• _Data to process_:
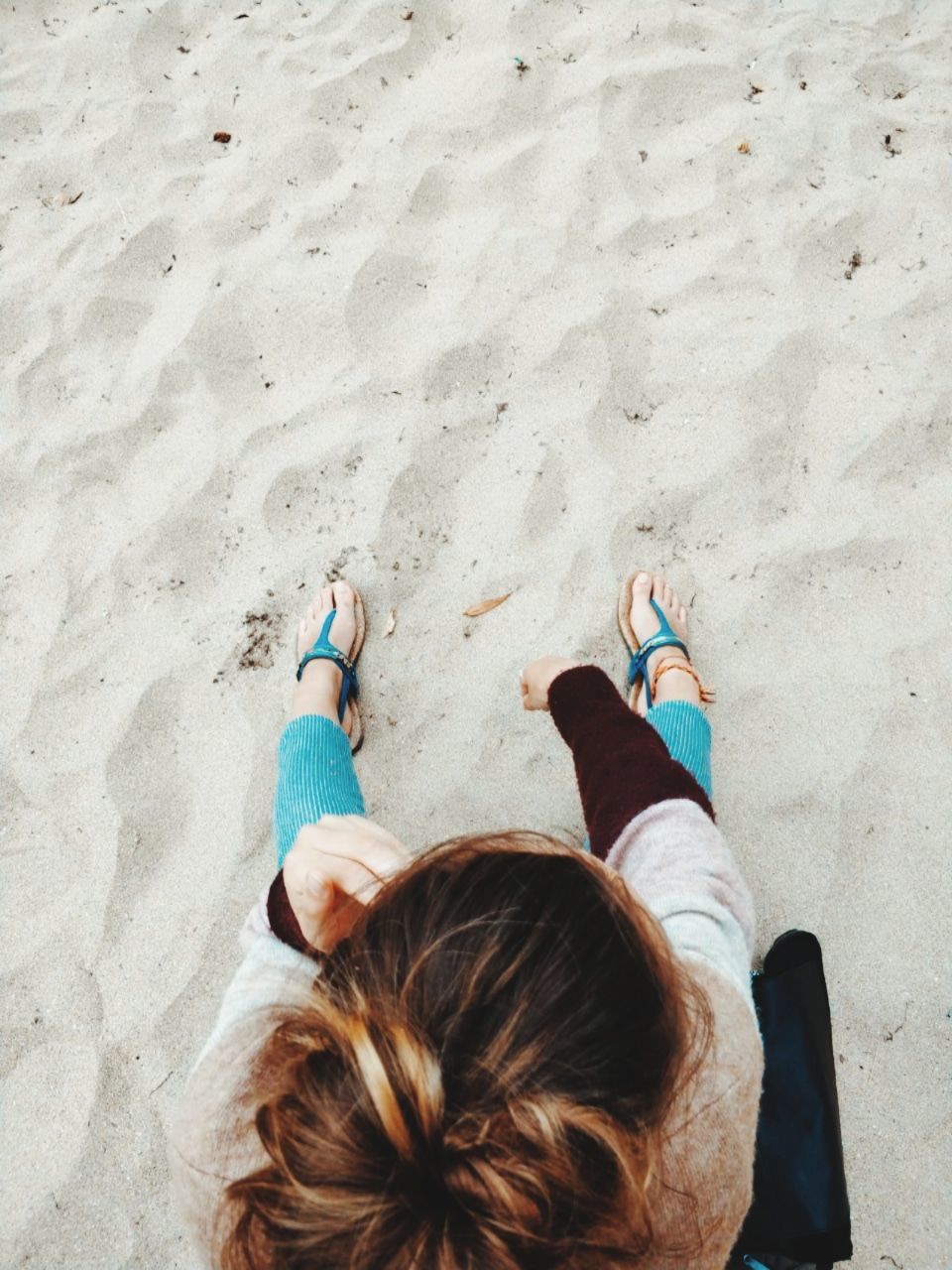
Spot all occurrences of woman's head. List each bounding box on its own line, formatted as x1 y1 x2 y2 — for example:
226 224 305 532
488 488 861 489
223 833 707 1270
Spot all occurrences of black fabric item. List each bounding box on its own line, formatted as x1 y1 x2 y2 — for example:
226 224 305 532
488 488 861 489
735 931 853 1265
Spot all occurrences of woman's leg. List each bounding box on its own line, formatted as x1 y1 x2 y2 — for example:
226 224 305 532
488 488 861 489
274 580 367 869
647 701 711 798
585 572 711 851
274 721 367 869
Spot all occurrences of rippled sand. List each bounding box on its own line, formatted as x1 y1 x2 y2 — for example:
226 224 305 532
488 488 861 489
0 0 952 1270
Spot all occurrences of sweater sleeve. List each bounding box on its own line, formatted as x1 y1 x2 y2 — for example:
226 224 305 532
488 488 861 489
606 799 754 1011
548 666 713 860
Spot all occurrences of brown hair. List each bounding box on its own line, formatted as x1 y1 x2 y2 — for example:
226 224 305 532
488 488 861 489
222 830 711 1270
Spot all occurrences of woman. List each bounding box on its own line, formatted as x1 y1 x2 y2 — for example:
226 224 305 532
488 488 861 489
171 572 763 1270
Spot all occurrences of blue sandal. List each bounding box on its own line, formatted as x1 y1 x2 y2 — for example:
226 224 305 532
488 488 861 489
618 569 713 710
298 584 367 754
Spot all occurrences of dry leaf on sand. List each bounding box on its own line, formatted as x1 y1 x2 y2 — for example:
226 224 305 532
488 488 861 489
463 590 512 617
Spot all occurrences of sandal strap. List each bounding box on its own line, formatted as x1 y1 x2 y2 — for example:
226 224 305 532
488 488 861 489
629 631 689 687
298 608 361 722
652 657 715 701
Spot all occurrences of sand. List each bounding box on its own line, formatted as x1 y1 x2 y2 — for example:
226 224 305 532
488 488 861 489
0 0 952 1270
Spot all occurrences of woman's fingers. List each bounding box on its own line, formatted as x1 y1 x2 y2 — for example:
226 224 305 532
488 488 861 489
286 817 409 903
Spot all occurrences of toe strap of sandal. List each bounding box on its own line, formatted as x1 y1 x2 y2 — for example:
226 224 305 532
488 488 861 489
298 632 361 722
629 631 689 689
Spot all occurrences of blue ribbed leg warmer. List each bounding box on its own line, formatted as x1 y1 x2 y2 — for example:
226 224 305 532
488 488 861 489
648 701 711 798
583 701 711 851
274 715 367 869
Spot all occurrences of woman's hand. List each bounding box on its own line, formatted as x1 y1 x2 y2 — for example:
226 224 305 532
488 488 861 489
520 657 580 710
282 816 410 952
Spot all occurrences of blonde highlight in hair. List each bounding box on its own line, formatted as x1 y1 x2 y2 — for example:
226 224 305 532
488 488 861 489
222 831 711 1270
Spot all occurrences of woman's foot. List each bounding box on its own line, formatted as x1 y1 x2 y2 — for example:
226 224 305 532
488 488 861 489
631 572 701 716
291 579 357 736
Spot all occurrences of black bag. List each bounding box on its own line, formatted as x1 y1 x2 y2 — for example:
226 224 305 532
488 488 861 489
730 931 853 1270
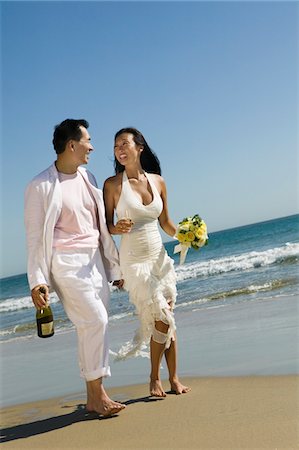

• _Brief_: Can you copy out all of the data above word for word, leaving out the pictures?

• _Output of the task_:
Spot all occurrences of woman's head. List each bounding box on its own line, formatted as x1 y1 x2 y2 — for example:
226 224 305 532
488 488 861 489
223 833 707 1270
Spot all occurrences of black fabric item. List each bounding box on its own line, formatted as x1 y1 x2 y2 — for example:
226 224 305 532
488 488 861 489
735 931 853 1265
Spot all occurrences of woman's leg. List each bounding box on its own line, formatted as x1 y1 x2 y2 — for example:
226 224 305 532
488 488 861 489
274 580 367 869
647 701 711 798
585 572 711 851
274 721 367 869
Spot all occurrences of rippled sand. List each bounding box on its own line, formatted as x1 y1 x2 y2 — for example:
226 224 305 532
488 488 861 489
0 0 952 1270
Spot all occurrences of sweater sleeve. List each bounding box on its own line, formatted as x1 y1 x2 y2 — for example:
226 224 305 532
488 488 861 489
606 799 754 1011
548 666 713 860
Spot all occurrences of brown hair. List each bounding box on its own line, formatted as x1 y1 x2 y2 — for example:
226 224 305 532
488 488 861 489
222 830 711 1270
Spot all occurrences of woman. List each bounding box on its own line, formatted as x1 y1 x2 y2 — for example:
226 224 305 532
488 488 861 489
171 572 763 1270
Spot all occurrences of blue sandal. List each bounding box on its own line, formatted as x1 y1 x2 y2 — for example:
226 224 305 532
488 488 861 489
618 569 713 710
298 584 367 754
Spot all occurrences of dry leaf on sand. List each bounding box on its own line, formatted as x1 y1 x2 y2 — for example:
226 224 305 532
488 488 861 489
463 590 512 617
Spot all occurrences of sandal strap. List each bounding box on its own line, formatted as x1 y1 x2 y2 — for example:
226 224 305 532
488 488 861 489
629 631 689 687
298 608 361 722
652 657 715 701
Spot all occurrences of sand. List each bounding box on its own line, formatted as x1 y1 x2 y2 — for example:
226 224 305 532
488 488 861 489
0 0 952 1270
Spot all occurrences of woman's fingers. List each bounding box on its own line, formatted as x1 y1 x2 y2 — for example:
226 224 305 532
488 488 861 489
286 817 409 903
Spot all occurrences of toe strap of sandal. List each bounding box on its own line, formatted as x1 y1 x2 y2 — for example:
226 224 305 532
488 488 861 489
298 632 361 722
629 631 689 689
Spot all occurrences of blue ribbed leg warmer. List each bounding box on its own line, formatted as x1 y1 x2 y2 — for example:
226 224 305 532
488 488 861 489
648 701 711 798
583 701 711 851
274 715 367 869
Spot all occurrences of woman's hand. List each bounding box on its own line, formatted as x1 y1 x2 y2 — for example:
226 224 305 532
488 488 861 489
520 657 580 710
282 816 410 952
Spot all occurrences of blonde highlight in hair. List each bounding box on its own line, formatted as x1 y1 x2 y2 — for example:
226 224 305 532
488 488 861 489
222 831 711 1270
Spot all occurrences of woman's foot. List each bounding box on its own line, formatted as x1 y1 x2 y2 — for example:
226 224 305 532
488 488 861 489
631 572 701 716
291 579 357 736
Spot all occurrences of black bag. List each bounding box on its own line, formatted as x1 y1 x2 y2 — for example:
226 224 305 532
488 488 861 489
730 931 853 1270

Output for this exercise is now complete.